### Task instructions
Reproduce every one of the items below character for character, changing nothing.

Data entries
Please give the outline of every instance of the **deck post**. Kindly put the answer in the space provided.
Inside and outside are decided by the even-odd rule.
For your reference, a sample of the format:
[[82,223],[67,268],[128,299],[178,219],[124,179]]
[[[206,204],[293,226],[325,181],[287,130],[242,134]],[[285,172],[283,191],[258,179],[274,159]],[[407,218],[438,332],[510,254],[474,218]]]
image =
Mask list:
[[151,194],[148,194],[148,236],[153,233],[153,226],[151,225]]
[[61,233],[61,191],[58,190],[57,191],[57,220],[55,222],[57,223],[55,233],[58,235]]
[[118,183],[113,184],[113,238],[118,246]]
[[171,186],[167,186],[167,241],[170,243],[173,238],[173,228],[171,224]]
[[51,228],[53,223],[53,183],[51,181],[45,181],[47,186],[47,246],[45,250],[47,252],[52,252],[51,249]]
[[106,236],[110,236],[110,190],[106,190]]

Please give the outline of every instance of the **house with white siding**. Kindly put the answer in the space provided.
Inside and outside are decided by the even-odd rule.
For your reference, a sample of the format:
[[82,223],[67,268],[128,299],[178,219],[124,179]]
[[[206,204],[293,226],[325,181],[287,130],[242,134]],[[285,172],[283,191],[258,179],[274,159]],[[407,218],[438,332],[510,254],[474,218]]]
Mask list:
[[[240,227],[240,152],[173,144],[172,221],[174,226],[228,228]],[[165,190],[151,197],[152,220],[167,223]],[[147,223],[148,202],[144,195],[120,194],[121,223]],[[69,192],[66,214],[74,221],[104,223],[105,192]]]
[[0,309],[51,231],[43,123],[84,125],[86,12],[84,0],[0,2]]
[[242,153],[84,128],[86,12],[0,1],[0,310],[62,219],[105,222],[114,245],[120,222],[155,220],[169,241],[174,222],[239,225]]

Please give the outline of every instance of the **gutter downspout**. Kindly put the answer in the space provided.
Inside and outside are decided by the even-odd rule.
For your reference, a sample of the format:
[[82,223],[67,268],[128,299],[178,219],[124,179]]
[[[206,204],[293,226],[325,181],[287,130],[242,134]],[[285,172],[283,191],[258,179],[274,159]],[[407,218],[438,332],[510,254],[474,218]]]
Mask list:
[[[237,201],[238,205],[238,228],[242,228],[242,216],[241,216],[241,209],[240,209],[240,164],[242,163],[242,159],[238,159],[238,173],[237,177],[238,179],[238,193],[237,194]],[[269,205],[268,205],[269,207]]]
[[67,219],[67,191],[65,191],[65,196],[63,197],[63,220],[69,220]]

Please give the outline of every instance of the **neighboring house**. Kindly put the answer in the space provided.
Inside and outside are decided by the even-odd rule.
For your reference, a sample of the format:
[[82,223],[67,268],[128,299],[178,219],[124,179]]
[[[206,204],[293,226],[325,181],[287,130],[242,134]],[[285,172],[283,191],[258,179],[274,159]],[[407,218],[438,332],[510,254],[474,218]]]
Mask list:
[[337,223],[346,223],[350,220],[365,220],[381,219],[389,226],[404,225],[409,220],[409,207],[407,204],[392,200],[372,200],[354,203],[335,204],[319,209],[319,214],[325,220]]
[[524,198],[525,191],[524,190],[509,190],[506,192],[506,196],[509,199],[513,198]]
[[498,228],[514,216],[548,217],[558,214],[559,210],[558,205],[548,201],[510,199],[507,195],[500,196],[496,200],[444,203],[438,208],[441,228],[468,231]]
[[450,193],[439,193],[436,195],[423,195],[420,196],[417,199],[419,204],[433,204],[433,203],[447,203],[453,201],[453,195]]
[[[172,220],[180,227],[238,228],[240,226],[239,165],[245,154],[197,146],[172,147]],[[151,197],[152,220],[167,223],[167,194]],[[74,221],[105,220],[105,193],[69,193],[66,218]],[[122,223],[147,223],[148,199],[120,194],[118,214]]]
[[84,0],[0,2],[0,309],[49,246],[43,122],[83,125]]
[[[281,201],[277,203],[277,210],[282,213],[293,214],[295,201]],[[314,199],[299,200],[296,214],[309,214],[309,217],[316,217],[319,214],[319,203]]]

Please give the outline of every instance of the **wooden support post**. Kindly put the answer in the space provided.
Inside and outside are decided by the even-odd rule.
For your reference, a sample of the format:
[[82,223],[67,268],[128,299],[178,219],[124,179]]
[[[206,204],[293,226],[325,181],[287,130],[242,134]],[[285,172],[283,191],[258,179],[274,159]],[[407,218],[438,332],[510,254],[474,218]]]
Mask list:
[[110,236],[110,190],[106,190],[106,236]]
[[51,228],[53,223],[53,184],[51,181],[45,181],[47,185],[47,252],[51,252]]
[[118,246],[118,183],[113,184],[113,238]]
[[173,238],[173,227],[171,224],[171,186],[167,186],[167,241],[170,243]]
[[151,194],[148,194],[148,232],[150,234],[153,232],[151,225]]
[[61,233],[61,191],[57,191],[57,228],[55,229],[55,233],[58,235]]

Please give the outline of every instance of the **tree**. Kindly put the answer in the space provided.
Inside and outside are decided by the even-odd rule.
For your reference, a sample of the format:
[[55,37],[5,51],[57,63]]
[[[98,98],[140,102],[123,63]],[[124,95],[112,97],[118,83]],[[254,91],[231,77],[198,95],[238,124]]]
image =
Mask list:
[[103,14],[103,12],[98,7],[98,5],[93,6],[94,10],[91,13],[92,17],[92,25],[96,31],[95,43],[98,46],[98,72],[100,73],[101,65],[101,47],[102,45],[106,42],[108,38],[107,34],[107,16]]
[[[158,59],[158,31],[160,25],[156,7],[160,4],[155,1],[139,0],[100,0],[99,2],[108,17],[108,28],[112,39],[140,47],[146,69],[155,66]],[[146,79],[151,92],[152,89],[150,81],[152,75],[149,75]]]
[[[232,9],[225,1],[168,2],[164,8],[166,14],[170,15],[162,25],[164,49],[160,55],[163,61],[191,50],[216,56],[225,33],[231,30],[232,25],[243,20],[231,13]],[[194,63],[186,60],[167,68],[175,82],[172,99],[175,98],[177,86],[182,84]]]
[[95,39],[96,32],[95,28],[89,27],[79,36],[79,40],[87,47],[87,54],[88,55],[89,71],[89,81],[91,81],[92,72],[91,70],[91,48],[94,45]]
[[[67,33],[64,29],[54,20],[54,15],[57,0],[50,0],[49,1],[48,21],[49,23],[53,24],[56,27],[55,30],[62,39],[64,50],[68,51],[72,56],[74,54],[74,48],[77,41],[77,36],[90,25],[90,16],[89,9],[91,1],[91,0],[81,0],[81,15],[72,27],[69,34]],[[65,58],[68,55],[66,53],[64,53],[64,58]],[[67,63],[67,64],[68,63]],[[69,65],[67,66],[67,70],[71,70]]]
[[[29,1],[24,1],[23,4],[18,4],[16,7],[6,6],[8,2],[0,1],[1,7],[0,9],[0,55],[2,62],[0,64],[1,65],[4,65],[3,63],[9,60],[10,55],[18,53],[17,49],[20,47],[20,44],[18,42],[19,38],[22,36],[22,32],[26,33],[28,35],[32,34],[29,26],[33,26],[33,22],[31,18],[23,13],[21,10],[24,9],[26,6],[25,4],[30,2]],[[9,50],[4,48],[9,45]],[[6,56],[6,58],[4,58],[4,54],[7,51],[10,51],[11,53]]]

### Answer to this task
Please give the outline of every instance of the **deck post**. Kindly put the answer in the space provided.
Inside and outside are decided by the even-odd rule.
For your reference, a sample of the format:
[[82,223],[67,268],[128,299],[178,219],[124,179]]
[[[206,204],[293,226],[325,181],[287,130],[242,134]],[[285,172],[283,191],[258,179],[274,159]],[[407,218],[438,332],[510,254],[474,218]]]
image =
Mask list:
[[151,194],[148,194],[148,236],[153,233],[153,226],[151,225]]
[[61,233],[61,191],[58,190],[57,191],[57,220],[55,222],[57,223],[55,233],[58,235]]
[[118,183],[113,184],[113,238],[118,246]]
[[171,186],[167,186],[167,241],[170,243],[173,238],[173,228],[171,224]]
[[51,228],[53,223],[53,183],[51,181],[45,181],[47,186],[47,246],[45,250],[47,252],[52,252],[51,249]]
[[106,236],[110,236],[110,190],[106,190]]

Please give the outline of every instance of the **house with white siding**. Kindly put the answer in the space provided.
Inside and outside are decided by the even-odd rule.
For your reference, a sample of the format:
[[82,223],[67,268],[128,299],[178,219],[124,179]]
[[[206,204],[293,226],[325,181],[287,130],[242,134]],[[285,172],[283,191],[258,179],[274,159]],[[407,218],[438,332],[510,254],[474,218]]]
Mask list:
[[[240,227],[240,152],[173,144],[172,221],[174,226],[228,228]],[[165,190],[151,197],[152,220],[167,223]],[[147,223],[148,202],[144,195],[120,194],[121,223]],[[69,192],[66,214],[74,221],[104,223],[105,192]]]
[[0,309],[51,231],[43,123],[84,125],[86,12],[84,0],[0,2]]
[[242,153],[84,128],[86,12],[0,1],[0,310],[62,219],[105,222],[114,245],[120,222],[155,220],[169,241],[174,222],[239,225]]

Please give the outline of every instance of the **gutter downspout**. Kindly put the answer in the space provided.
Inside and outside are decided by the even-odd rule.
For your reference, a sample of the format:
[[82,223],[67,268],[128,299],[178,219],[124,179]]
[[[206,204],[293,226],[325,181],[287,130],[242,134]],[[285,172],[283,191],[258,179],[274,159]],[[407,218],[438,332],[510,254],[474,218]]]
Mask list:
[[[237,201],[238,205],[238,228],[242,228],[242,216],[241,216],[241,209],[240,209],[240,164],[242,163],[242,159],[238,159],[238,173],[237,177],[238,179],[238,193],[237,194]],[[269,205],[268,205],[269,207]]]
[[67,219],[67,191],[65,191],[65,196],[63,197],[63,220],[69,220]]

Please give the outline of every instance of the **neighboring house**. Kindly put the answer in the space provided.
Inside and outside are decided by the even-odd rule.
For your reference, a sample of the format:
[[82,223],[67,268],[128,299],[178,219],[124,179]]
[[[206,204],[293,226],[325,181],[287,130],[242,134]],[[285,172],[283,191],[258,179],[274,159]],[[407,218],[438,332],[510,254],[474,218]]]
Mask list:
[[337,223],[346,223],[350,220],[365,220],[381,219],[389,226],[404,225],[409,220],[409,207],[407,204],[392,200],[372,200],[354,203],[335,204],[319,209],[319,214],[325,220]]
[[524,198],[525,191],[524,190],[509,190],[506,192],[506,196],[509,199],[513,198]]
[[498,228],[514,216],[548,217],[558,214],[559,210],[558,205],[548,201],[510,199],[507,195],[500,196],[496,200],[444,203],[438,208],[441,228],[468,231]]
[[450,193],[439,193],[436,195],[423,195],[420,196],[417,199],[419,204],[433,204],[433,203],[447,203],[453,201],[453,195]]
[[[172,220],[180,227],[238,228],[240,226],[239,165],[245,154],[197,146],[172,147]],[[151,197],[152,220],[167,223],[167,194]],[[74,221],[105,220],[105,193],[69,193],[66,218]],[[122,223],[147,223],[148,199],[120,194],[118,214]]]
[[84,0],[0,2],[0,309],[49,246],[43,122],[83,125]]
[[[281,201],[277,203],[277,210],[282,213],[293,214],[295,201]],[[314,199],[299,200],[296,214],[309,214],[309,217],[316,217],[319,214],[319,203]]]

Please give the outline of every instance of the **wooden support post**. Kindly put the answer in the space provided.
Inside and outside are decided by the even-odd rule.
For your reference, a sample of the format:
[[82,223],[67,268],[128,299],[178,219],[124,179]]
[[[206,204],[293,226],[325,181],[287,130],[242,134]],[[285,172],[283,191],[258,179],[274,159]],[[407,218],[438,332],[510,254],[474,218]]]
Mask list:
[[110,236],[110,190],[106,190],[106,236]]
[[51,228],[53,223],[53,184],[51,181],[45,181],[47,185],[47,252],[51,252]]
[[118,246],[118,183],[113,184],[113,238]]
[[173,238],[173,227],[171,224],[171,186],[167,186],[167,241],[170,243]]
[[151,194],[148,194],[148,232],[150,234],[153,232],[151,225]]
[[61,233],[61,191],[57,191],[57,228],[55,229],[55,233],[58,235]]

Please give the outline of every instance of the **tree**. Kindly put the answer in the space provided.
Inside and outside are decided by the even-odd rule.
For your reference, a sample of the format:
[[55,37],[5,51],[57,63]]
[[[98,98],[140,102],[123,63]],[[124,95],[112,97],[118,83]],[[254,91],[231,77],[198,95],[238,124]]]
image =
Mask list:
[[103,14],[103,12],[98,7],[98,5],[93,6],[94,10],[91,13],[92,17],[92,25],[96,31],[95,43],[98,46],[98,72],[100,73],[101,65],[101,47],[102,45],[106,42],[108,38],[107,34],[107,16]]
[[[158,59],[158,31],[160,25],[156,7],[160,4],[155,1],[139,0],[100,0],[99,2],[108,17],[108,28],[112,39],[140,47],[146,69],[155,66]],[[146,79],[151,92],[152,89],[150,81],[152,75],[149,75]]]
[[[232,9],[225,1],[168,2],[164,8],[166,14],[170,15],[162,25],[164,49],[160,55],[163,61],[191,50],[216,56],[225,33],[231,30],[232,25],[243,20],[231,13]],[[194,63],[186,60],[167,68],[175,82],[172,99],[175,98],[177,86],[182,84]]]
[[95,39],[96,32],[95,28],[89,27],[79,36],[79,40],[87,47],[87,54],[88,55],[89,71],[89,81],[91,81],[92,72],[91,70],[91,48],[94,45]]
[[[67,33],[64,29],[54,20],[54,15],[57,0],[50,0],[49,1],[48,21],[49,23],[53,24],[56,27],[55,30],[62,39],[64,50],[68,51],[72,56],[74,54],[74,48],[77,41],[77,36],[90,25],[90,16],[89,9],[91,1],[91,0],[81,0],[81,15],[72,27],[69,34]],[[65,58],[68,55],[66,53],[64,53],[64,58]],[[67,63],[67,64],[68,63]],[[69,65],[67,66],[67,70],[71,70]]]
[[[29,1],[24,1],[23,4],[18,4],[16,7],[6,6],[8,2],[0,1],[1,7],[0,9],[0,55],[2,62],[0,64],[1,65],[4,65],[3,63],[9,60],[10,55],[18,53],[17,49],[20,47],[20,44],[18,42],[19,38],[22,36],[22,32],[26,33],[28,35],[32,34],[29,26],[33,26],[33,22],[31,18],[23,13],[21,10],[24,9],[26,6],[25,4],[30,2]],[[9,50],[4,48],[9,45]],[[6,56],[6,58],[4,58],[4,54],[7,51],[10,51],[11,53]]]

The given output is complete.